**Задачи для решения:**
• A. Изложите содержание фрагмента о русской философии в двух предложениях.
• B. Верните из фрагмента о русской философии без изменений всё, начиная со слов «Читать книгу Интуиция» и вплоть до слов «ее типологической чертой.».

**Фрагмент текста:**

Читать книгу Интуиция смысла (этико-социальный контекст русской философии) - Владимир Варава - Страница 2
Вместо предисловия
ОглавлениеСтремление понять русскую философию не прекращается с того момента, когда П. Я. Чаадаев задал свои эвристически-парадоксальные вопросы о самобытности русской культуры. Сам процесс понимания отечественной философской мысли, диапазон которого весьма широк (от полного отрицания до неоправданной ее апологетики) превратился в герменевтику русской философии, ставшей чуть ли не ее типологической чертой.
Наиболее внятной и определенной является русская религиозная философия, имеющая достаточно четкую хронологию и телеологию. Однако, при всем богатстве тем, имен, концепций русская религиозная философия ограничена главной апологетической задачей – борьбой за христианское вероучение. Можно ли считать данную задачу исчерпывающей и указующей на однозначную самобытность русской философии именно в этом плане? Представляется, что русская философия как феномен не только национального бытия, (поскольку философия всегда о всеобщем, сущностном) выходит за церковные рамки «детоводителя ко Христу» и свидетельствует о некоторых универсальных вещах, предназначенных, как говорил Н. Федоров, «для верующих и неверующих».
Одна из наиболее зримых особенностей русской философии в том, что свои наиболее сильные открытия она свершает по ту сторону академических запросов университетской традиции. Ее волнует то, что оставляет равнодушным представителей «школьной философии». Вот, например, А. С. Пушкин написал легко и непринужденно, как и большинство всего, написанного им, такие строки: «Дар напрасный, дар случайный», имея в виду жизнь, жизнь как таковую, жизнь без пошлых иллюзий. Это что: поэзия или философия? Или особая философия в поэтической форме?

**Выдержки из записей:**
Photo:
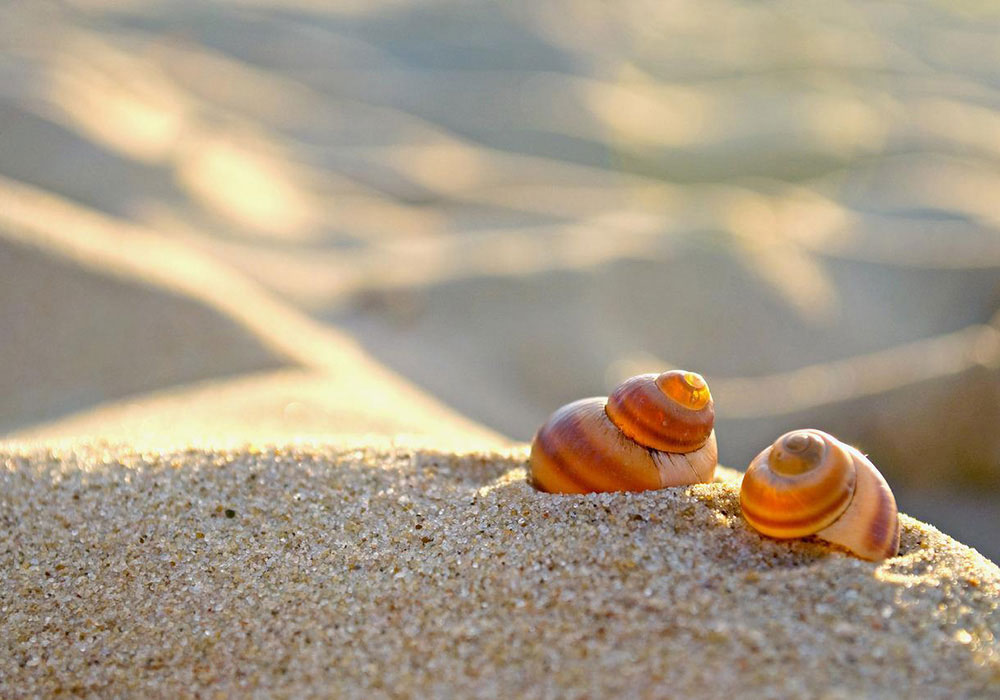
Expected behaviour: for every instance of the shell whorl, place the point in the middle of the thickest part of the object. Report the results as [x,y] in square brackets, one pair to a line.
[810,483]
[671,412]
[582,447]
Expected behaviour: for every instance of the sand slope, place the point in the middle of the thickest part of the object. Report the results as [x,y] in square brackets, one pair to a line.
[361,571]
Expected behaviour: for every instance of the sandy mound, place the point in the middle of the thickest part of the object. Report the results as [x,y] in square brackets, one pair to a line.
[315,570]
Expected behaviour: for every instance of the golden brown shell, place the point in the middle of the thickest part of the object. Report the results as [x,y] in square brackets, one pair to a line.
[810,483]
[653,431]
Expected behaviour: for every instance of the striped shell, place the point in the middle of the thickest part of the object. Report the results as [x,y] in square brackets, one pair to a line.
[653,431]
[810,483]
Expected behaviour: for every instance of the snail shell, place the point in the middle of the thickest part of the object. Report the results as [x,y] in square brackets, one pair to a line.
[653,431]
[810,483]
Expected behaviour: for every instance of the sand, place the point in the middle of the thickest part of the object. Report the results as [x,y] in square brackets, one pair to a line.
[387,570]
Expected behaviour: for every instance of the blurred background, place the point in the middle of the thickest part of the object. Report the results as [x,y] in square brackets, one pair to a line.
[268,218]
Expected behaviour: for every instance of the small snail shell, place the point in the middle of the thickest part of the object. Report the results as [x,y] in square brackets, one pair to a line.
[810,483]
[653,431]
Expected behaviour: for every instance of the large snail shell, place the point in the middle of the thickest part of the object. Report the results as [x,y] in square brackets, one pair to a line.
[653,431]
[810,483]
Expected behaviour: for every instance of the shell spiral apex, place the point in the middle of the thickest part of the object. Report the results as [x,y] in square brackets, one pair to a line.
[653,431]
[811,483]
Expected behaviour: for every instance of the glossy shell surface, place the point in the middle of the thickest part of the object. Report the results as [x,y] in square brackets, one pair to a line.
[810,483]
[583,447]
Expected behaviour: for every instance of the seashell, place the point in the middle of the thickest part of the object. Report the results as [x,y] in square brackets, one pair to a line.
[811,483]
[653,431]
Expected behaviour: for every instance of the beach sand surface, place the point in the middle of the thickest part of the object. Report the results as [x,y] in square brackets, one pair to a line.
[394,569]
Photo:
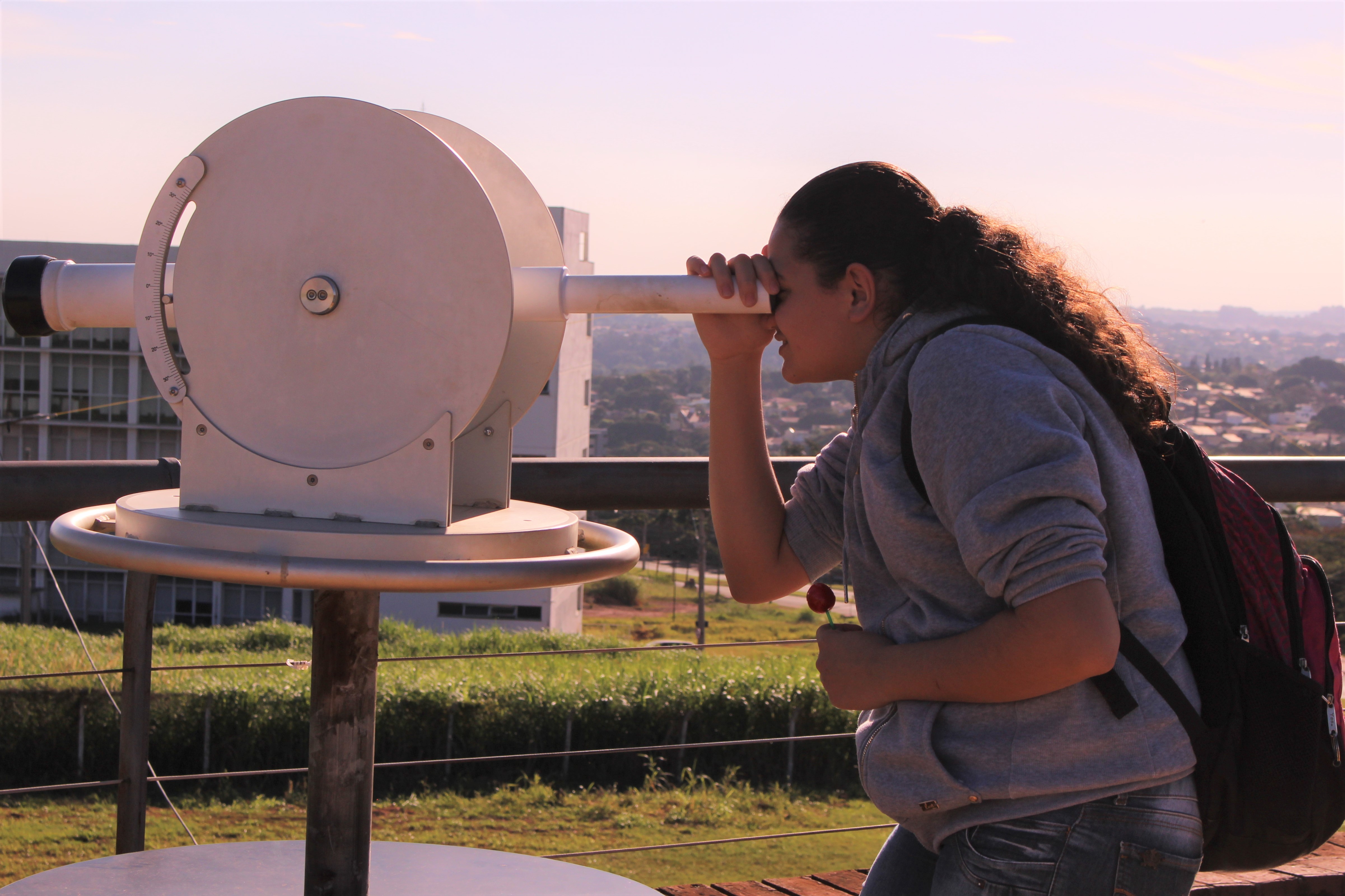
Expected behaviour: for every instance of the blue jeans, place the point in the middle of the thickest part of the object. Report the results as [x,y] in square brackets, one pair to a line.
[1146,843]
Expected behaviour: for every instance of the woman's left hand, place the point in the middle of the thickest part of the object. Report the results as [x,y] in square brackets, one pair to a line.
[852,663]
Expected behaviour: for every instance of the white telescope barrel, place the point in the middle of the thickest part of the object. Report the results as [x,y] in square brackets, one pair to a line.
[92,295]
[551,294]
[73,295]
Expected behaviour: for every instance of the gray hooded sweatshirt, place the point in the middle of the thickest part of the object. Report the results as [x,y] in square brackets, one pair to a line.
[1034,486]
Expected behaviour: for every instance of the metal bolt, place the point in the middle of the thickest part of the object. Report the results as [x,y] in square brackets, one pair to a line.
[319,295]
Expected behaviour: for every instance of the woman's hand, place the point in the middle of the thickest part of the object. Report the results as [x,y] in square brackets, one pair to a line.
[849,661]
[729,337]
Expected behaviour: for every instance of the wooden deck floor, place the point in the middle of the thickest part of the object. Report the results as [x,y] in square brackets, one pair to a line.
[1321,874]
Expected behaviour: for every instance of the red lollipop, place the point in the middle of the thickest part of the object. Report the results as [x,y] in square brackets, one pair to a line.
[822,599]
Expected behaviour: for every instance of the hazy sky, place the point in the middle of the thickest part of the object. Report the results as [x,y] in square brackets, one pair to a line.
[1188,154]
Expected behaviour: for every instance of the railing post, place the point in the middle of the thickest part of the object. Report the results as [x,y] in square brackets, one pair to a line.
[26,576]
[341,743]
[134,757]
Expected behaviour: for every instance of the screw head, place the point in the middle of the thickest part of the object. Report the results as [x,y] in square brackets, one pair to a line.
[319,295]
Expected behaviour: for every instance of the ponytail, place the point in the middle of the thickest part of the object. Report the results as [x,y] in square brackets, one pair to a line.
[930,258]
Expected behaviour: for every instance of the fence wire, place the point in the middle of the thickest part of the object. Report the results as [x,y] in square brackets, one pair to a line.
[113,700]
[559,754]
[713,843]
[306,664]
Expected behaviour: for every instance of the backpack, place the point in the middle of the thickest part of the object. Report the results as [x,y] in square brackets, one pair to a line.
[1264,649]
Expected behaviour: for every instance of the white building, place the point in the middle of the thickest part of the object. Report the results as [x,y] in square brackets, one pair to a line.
[87,396]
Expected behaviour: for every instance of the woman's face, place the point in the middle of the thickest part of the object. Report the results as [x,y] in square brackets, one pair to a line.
[822,338]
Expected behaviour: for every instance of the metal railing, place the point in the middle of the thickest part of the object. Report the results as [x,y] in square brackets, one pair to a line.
[44,490]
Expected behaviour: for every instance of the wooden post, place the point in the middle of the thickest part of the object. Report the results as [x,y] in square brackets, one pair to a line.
[789,761]
[341,743]
[205,736]
[80,739]
[700,582]
[134,757]
[26,576]
[565,762]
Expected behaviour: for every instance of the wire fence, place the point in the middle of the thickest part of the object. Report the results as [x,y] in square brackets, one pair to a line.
[304,664]
[564,754]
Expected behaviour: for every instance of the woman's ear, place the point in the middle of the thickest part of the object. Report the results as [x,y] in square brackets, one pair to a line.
[864,294]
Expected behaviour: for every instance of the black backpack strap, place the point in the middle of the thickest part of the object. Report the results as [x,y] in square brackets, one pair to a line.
[1158,679]
[1114,691]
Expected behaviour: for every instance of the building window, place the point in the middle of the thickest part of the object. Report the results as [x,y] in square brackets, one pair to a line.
[158,443]
[93,596]
[188,602]
[87,443]
[248,603]
[454,610]
[21,384]
[89,387]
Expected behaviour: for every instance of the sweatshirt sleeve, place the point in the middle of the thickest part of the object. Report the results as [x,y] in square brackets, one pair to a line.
[813,516]
[1000,443]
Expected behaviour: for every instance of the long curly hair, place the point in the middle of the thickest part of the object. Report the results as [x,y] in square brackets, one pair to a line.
[927,258]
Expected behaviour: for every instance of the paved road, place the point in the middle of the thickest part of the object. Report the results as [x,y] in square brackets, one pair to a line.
[795,601]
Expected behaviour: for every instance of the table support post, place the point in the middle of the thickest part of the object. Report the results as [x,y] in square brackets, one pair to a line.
[341,743]
[134,757]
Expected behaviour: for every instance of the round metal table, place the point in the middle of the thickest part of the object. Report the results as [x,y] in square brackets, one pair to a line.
[276,868]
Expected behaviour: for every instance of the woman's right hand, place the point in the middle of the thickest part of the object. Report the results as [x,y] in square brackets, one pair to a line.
[727,337]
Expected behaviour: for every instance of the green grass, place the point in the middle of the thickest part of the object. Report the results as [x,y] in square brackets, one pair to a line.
[728,621]
[526,817]
[503,705]
[260,720]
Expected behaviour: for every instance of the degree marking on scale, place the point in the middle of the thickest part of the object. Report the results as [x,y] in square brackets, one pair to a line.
[155,240]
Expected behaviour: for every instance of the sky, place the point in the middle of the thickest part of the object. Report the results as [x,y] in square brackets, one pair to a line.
[1187,155]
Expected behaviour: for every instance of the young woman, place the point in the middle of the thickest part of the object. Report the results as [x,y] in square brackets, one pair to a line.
[987,609]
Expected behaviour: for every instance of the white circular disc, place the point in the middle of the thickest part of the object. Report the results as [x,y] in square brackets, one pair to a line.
[276,868]
[522,529]
[360,194]
[533,243]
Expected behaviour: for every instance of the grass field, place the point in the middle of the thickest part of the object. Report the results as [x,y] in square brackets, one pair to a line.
[530,817]
[533,816]
[658,615]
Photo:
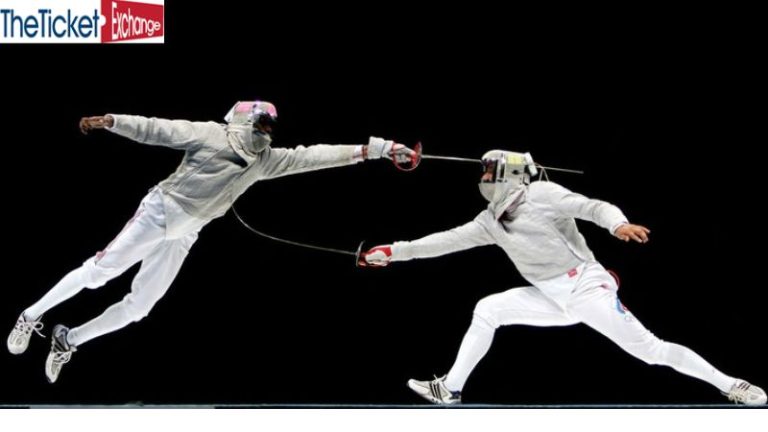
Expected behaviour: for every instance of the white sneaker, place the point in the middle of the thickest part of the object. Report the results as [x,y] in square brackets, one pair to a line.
[18,340]
[60,354]
[435,391]
[746,393]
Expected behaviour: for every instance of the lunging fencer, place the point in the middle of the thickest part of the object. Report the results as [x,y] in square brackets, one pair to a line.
[534,223]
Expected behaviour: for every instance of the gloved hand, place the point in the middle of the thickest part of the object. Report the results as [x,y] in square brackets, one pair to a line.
[378,147]
[378,256]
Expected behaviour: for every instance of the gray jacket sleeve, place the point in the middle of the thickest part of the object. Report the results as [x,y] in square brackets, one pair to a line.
[578,206]
[469,235]
[281,161]
[177,134]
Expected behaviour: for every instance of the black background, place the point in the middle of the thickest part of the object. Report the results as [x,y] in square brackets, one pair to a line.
[663,113]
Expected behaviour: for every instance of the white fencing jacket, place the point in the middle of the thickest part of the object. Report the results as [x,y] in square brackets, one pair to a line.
[217,166]
[541,238]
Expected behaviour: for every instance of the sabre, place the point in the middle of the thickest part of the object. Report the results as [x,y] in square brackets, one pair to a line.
[418,156]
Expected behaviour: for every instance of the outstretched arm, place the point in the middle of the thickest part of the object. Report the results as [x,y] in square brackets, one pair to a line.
[467,236]
[178,134]
[281,161]
[599,212]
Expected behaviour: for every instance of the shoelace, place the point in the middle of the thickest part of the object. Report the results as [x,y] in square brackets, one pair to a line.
[740,392]
[62,357]
[26,328]
[439,390]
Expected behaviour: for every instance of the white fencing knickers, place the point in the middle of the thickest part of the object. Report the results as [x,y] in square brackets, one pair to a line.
[587,294]
[143,239]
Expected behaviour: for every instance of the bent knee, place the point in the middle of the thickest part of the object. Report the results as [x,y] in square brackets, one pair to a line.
[487,313]
[653,351]
[96,275]
[137,308]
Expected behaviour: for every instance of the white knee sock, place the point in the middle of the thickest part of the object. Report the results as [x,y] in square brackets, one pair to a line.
[686,361]
[114,318]
[67,287]
[473,348]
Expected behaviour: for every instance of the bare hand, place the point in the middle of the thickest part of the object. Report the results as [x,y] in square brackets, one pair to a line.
[637,233]
[98,122]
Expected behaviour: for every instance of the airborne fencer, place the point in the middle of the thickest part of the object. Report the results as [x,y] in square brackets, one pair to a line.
[220,162]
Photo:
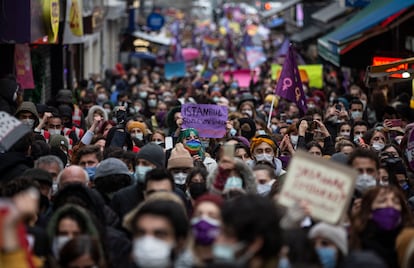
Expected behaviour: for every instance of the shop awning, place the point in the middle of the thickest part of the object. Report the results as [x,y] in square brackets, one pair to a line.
[377,17]
[158,39]
[330,12]
[315,30]
[280,8]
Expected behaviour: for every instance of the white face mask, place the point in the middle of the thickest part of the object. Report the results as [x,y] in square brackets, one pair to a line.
[364,182]
[58,243]
[232,109]
[149,251]
[264,189]
[28,121]
[264,157]
[180,178]
[53,131]
[140,172]
[378,146]
[294,139]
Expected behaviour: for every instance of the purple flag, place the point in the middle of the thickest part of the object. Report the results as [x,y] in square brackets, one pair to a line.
[289,86]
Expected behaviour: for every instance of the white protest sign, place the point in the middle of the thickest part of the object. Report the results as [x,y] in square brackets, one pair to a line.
[325,185]
[210,120]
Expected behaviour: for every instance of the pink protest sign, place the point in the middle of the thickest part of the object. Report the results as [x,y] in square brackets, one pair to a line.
[241,76]
[410,149]
[210,120]
[325,185]
[24,73]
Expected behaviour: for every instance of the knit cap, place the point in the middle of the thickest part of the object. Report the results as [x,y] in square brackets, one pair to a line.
[11,130]
[180,158]
[135,124]
[27,106]
[153,153]
[58,140]
[111,166]
[334,233]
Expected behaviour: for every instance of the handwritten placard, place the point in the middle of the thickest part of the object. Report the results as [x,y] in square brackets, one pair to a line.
[209,120]
[174,69]
[325,185]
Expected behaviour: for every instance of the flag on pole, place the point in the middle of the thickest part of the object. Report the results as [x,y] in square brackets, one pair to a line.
[289,86]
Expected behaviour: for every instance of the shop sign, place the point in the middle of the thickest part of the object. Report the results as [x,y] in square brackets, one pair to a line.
[73,32]
[94,22]
[155,21]
[51,19]
[23,62]
[385,60]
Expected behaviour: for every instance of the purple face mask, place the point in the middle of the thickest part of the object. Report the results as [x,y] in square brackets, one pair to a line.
[205,230]
[386,218]
[285,160]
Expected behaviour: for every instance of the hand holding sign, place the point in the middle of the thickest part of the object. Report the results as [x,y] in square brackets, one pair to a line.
[325,185]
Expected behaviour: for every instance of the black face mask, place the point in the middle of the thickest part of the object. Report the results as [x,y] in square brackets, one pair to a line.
[197,189]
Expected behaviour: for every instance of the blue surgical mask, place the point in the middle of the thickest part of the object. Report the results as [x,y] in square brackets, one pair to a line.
[140,172]
[327,256]
[226,253]
[91,172]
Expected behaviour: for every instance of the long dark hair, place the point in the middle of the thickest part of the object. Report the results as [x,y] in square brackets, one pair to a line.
[360,220]
[80,246]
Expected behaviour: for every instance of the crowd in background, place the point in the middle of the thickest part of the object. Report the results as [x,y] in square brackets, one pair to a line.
[107,176]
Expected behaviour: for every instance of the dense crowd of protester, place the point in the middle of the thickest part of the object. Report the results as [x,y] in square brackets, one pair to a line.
[108,177]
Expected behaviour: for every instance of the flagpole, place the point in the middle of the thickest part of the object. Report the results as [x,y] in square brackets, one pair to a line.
[271,111]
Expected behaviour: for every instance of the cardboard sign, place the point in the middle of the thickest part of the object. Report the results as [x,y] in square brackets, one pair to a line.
[241,76]
[410,149]
[24,72]
[255,56]
[174,69]
[324,184]
[314,73]
[210,120]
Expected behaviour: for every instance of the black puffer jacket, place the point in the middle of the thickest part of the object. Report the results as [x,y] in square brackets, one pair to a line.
[8,87]
[13,164]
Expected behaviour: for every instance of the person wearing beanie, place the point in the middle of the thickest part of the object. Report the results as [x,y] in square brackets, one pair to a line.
[265,150]
[137,130]
[191,140]
[179,164]
[150,156]
[27,114]
[331,243]
[111,175]
[405,247]
[205,225]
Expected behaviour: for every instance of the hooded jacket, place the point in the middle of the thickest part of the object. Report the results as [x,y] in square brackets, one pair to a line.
[92,110]
[13,164]
[246,175]
[8,87]
[28,106]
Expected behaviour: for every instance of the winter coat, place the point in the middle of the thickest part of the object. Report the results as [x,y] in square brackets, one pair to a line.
[92,110]
[127,199]
[7,89]
[217,179]
[13,164]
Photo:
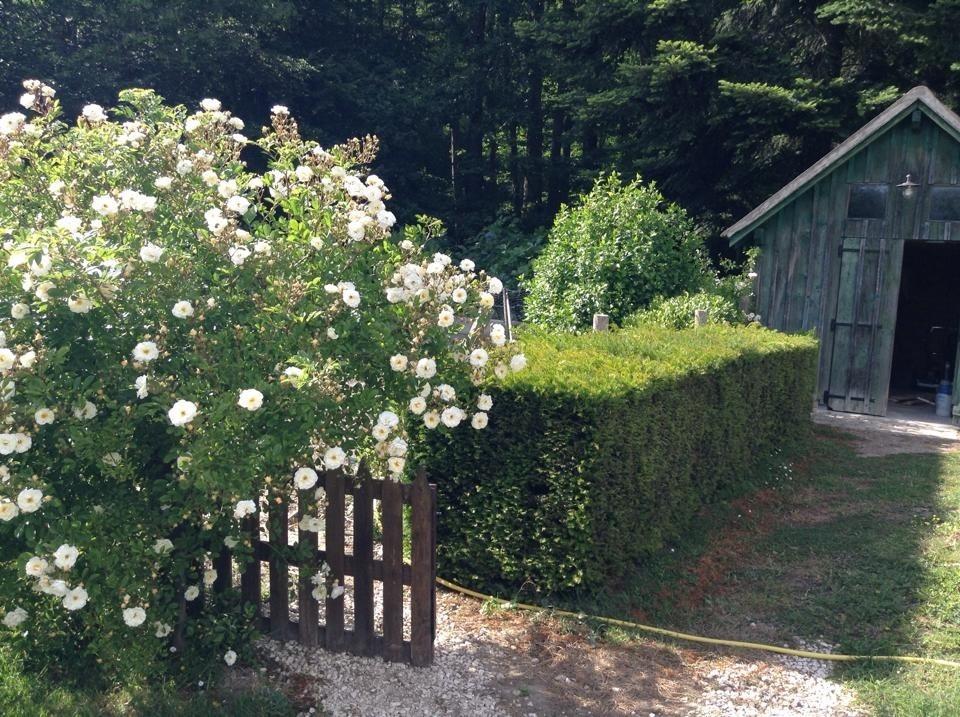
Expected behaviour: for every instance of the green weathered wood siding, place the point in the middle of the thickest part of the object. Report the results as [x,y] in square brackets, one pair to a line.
[800,267]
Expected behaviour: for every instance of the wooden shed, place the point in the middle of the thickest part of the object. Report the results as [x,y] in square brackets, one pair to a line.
[864,249]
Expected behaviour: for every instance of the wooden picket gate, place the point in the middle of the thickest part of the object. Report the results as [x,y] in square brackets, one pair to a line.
[391,571]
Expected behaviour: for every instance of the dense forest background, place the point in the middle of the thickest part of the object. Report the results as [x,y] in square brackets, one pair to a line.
[491,113]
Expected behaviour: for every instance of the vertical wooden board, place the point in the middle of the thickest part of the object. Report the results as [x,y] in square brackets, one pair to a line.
[363,564]
[279,574]
[223,564]
[250,577]
[421,588]
[391,507]
[802,228]
[308,628]
[335,515]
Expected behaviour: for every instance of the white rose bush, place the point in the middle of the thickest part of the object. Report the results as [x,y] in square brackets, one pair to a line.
[184,341]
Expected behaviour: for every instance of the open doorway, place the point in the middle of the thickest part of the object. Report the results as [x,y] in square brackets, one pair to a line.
[928,319]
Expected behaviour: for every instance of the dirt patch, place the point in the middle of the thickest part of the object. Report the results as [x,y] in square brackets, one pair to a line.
[882,436]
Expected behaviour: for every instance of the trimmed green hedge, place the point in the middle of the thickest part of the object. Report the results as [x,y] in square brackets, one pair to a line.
[608,444]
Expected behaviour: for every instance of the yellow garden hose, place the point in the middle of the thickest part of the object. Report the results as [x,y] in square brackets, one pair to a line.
[699,638]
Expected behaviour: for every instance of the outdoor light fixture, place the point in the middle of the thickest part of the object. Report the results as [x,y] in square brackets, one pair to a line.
[908,186]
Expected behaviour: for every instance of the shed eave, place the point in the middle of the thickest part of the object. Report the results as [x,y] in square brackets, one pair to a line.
[920,97]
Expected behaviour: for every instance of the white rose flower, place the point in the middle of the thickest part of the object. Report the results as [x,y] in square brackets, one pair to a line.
[182,412]
[150,253]
[451,416]
[351,297]
[105,205]
[93,114]
[445,318]
[305,478]
[183,310]
[134,616]
[75,599]
[8,510]
[86,411]
[388,419]
[15,618]
[244,508]
[426,368]
[518,362]
[238,204]
[479,357]
[29,500]
[43,290]
[333,458]
[36,566]
[79,304]
[250,399]
[145,351]
[238,254]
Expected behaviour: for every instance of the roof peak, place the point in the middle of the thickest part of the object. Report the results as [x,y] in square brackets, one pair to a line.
[921,94]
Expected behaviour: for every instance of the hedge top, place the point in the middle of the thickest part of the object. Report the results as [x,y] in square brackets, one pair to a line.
[638,359]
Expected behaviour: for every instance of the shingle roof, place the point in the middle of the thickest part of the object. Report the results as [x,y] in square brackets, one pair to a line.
[919,97]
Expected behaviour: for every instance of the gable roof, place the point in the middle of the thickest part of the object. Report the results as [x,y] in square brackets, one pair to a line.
[918,98]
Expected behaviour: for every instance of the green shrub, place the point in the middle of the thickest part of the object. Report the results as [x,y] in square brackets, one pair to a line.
[677,312]
[620,247]
[608,445]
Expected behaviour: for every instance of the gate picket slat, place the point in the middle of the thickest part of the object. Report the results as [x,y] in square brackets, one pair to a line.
[279,575]
[363,564]
[391,507]
[250,578]
[308,628]
[421,591]
[334,481]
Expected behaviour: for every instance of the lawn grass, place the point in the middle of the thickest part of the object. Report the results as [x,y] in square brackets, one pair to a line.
[863,553]
[31,695]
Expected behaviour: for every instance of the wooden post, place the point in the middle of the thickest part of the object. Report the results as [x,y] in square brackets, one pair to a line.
[422,584]
[279,574]
[334,548]
[308,628]
[363,564]
[391,507]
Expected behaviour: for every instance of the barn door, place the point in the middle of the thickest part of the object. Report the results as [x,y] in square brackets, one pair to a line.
[862,329]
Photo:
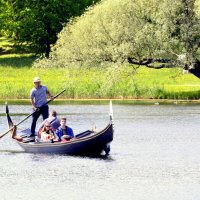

**Решения с разбором:**
• A. Стремление понять русскую философию не прекращается с тех пор, как П. Я. Чаадаев задал вопросы о самобытности русской культуры, и само это понимание превратилось в герменевтику русской философии. Наиболее определенная ее часть, религиозная философия, ограничена апологетической задачей защиты христианского вероучения, однако русская философия выходит за церковные рамки, говорит об универсальных вещах и совершает свои сильнейшие открытия вне университетской традиции.

• B.
Читать книгу Интуиция смысла (этико-социальный контекст русской философии) - Владимир Варава - Страница 2
Вместо предисловия
ОглавлениеСтремление понять русскую философию не прекращается с того момента, когда П. Я. Чаадаев задал свои эвристически-парадоксальные вопросы о самобытности русской культуры. Сам процесс понимания отечественной философской мысли, диапазон которого весьма широк (от полного отрицания до неоправданной ее апологетики) превратился в герменевтику русской философии, ставшей чуть ли не ее типологической чертой.